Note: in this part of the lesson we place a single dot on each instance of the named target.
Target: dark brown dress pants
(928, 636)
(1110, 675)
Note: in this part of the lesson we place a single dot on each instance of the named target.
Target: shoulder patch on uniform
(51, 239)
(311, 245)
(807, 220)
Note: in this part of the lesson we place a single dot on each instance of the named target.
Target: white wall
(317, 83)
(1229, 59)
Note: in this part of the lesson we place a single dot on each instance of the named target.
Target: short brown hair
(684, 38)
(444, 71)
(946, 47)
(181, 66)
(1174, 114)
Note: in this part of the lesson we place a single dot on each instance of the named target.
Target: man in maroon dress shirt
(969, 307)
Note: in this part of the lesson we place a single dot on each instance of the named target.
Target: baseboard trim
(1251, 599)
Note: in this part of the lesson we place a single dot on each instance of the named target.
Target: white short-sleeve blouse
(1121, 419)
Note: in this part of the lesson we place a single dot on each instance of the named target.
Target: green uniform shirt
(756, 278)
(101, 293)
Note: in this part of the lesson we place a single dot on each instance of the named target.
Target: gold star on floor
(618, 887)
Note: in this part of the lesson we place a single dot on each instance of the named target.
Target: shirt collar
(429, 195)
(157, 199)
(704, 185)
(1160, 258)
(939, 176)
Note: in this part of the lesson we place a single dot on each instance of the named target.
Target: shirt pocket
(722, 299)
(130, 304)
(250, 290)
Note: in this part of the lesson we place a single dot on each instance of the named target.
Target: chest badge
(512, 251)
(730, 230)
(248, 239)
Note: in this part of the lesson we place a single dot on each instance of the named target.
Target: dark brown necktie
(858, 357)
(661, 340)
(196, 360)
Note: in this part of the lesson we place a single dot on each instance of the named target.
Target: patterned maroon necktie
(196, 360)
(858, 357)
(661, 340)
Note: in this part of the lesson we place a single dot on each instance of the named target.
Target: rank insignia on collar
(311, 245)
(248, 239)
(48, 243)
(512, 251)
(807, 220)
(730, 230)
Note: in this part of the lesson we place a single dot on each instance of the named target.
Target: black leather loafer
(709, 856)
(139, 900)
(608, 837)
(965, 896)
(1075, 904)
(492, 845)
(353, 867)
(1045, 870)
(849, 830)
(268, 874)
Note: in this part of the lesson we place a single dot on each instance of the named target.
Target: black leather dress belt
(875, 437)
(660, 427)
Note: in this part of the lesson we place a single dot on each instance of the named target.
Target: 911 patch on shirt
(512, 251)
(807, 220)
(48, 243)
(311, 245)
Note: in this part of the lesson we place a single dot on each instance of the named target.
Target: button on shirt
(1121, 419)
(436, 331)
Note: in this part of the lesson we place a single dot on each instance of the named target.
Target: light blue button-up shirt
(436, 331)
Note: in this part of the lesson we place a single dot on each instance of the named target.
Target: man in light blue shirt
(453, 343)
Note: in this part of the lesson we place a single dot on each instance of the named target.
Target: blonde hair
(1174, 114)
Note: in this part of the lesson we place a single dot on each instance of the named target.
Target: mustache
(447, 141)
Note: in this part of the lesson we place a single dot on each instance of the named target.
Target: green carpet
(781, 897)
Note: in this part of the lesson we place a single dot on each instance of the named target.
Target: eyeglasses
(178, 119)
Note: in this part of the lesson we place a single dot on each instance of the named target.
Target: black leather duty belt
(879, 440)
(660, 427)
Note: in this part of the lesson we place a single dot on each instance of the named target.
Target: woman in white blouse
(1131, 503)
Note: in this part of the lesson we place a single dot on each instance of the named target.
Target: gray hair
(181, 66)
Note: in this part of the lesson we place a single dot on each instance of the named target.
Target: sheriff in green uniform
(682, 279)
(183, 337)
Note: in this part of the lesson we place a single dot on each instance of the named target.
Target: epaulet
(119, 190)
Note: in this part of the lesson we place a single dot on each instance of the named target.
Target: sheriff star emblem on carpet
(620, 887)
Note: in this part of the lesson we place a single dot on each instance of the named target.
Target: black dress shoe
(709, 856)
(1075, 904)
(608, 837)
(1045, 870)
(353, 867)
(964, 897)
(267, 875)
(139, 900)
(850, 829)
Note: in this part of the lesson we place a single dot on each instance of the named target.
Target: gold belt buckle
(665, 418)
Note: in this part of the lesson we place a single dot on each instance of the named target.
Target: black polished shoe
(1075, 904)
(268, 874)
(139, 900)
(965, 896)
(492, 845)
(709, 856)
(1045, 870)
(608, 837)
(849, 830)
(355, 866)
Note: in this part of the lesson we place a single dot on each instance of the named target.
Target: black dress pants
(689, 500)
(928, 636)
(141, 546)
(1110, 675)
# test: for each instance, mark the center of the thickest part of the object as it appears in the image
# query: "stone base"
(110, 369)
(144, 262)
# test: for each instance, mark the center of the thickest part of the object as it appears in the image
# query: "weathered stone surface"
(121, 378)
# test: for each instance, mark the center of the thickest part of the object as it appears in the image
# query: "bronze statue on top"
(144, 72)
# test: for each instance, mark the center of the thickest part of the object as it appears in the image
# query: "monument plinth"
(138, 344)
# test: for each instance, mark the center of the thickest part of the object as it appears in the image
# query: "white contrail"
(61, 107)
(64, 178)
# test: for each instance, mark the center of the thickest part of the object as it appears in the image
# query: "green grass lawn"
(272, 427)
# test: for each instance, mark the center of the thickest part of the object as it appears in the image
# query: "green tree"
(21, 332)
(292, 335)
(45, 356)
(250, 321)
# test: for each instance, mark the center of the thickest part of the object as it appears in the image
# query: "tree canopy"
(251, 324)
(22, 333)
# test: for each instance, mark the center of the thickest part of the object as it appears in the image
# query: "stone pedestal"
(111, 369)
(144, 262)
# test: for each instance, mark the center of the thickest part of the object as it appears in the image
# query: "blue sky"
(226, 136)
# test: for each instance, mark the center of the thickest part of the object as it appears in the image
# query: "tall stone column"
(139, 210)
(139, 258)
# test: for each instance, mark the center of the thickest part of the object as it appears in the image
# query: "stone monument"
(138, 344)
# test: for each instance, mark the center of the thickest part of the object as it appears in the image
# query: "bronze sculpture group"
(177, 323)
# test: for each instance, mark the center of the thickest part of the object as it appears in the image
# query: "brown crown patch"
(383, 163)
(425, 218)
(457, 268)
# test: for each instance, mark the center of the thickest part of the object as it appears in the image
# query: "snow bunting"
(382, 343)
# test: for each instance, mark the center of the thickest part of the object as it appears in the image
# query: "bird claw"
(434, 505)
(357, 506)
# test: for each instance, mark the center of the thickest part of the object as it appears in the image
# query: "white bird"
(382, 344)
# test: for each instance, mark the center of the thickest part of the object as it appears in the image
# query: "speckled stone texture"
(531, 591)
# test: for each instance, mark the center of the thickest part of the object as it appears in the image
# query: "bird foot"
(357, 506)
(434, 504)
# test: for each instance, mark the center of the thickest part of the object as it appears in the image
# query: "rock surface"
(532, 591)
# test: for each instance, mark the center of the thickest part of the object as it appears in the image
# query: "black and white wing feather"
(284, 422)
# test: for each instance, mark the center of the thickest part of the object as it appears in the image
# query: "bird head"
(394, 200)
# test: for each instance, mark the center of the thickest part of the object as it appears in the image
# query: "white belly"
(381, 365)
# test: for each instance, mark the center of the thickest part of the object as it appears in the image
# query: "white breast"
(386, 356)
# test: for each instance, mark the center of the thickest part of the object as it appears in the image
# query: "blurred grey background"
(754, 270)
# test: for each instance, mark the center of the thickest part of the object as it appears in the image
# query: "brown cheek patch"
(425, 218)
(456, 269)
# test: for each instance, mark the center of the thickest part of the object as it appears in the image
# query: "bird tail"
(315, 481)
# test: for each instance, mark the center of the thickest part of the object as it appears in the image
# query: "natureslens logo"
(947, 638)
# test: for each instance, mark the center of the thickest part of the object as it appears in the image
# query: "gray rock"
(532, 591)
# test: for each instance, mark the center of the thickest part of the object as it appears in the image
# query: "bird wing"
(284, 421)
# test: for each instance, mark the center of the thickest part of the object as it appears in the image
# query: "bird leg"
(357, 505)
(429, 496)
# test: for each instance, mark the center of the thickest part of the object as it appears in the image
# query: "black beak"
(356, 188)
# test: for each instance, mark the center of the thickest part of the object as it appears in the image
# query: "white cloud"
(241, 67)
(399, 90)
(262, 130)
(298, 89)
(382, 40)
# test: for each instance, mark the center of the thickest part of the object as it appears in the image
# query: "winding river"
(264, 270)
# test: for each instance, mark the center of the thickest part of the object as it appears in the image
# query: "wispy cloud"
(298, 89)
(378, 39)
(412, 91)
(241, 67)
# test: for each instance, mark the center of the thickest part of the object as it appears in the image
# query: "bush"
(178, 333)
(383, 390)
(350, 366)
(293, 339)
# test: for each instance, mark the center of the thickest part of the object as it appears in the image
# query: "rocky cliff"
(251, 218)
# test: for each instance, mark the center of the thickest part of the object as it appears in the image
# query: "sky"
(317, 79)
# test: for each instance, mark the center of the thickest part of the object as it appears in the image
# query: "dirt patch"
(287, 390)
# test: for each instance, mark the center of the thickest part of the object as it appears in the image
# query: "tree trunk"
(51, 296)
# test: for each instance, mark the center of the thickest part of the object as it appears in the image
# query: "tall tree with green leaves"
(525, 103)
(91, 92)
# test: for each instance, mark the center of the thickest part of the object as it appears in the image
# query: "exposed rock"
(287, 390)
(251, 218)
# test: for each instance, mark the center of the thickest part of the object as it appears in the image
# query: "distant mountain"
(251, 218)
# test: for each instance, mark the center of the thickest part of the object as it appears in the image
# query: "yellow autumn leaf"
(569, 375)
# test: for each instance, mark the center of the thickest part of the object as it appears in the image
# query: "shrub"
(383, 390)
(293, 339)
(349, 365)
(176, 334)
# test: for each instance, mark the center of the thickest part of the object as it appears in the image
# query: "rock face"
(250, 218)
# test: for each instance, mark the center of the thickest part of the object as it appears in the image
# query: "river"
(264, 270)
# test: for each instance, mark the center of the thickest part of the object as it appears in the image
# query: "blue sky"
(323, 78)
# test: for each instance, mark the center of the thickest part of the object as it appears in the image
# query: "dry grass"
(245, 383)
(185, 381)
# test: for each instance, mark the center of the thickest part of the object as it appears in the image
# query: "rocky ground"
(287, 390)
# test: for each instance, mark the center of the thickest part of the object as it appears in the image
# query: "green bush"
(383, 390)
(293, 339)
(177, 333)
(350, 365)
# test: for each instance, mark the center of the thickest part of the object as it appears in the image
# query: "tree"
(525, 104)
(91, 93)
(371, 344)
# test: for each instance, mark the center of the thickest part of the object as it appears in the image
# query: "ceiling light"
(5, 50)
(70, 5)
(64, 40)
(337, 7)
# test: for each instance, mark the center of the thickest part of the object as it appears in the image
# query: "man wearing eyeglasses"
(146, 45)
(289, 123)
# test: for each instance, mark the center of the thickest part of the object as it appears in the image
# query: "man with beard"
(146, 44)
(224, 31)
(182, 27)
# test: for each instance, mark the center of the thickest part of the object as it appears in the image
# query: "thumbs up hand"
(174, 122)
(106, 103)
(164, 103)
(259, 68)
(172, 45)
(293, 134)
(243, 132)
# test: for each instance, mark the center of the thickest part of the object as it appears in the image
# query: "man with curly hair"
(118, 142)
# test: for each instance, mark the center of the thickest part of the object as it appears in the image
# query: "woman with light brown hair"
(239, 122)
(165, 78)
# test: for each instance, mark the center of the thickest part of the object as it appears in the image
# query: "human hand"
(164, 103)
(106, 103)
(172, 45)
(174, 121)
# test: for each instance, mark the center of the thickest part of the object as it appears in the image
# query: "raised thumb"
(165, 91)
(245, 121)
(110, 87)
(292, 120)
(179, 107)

» **Given problem**
Find each line above that contains the word "leather" with the same capitalization, and copy every such line.

» **Complete response**
Target: black leather loafer
Target: black leather dress belt
Target: black leather duty belt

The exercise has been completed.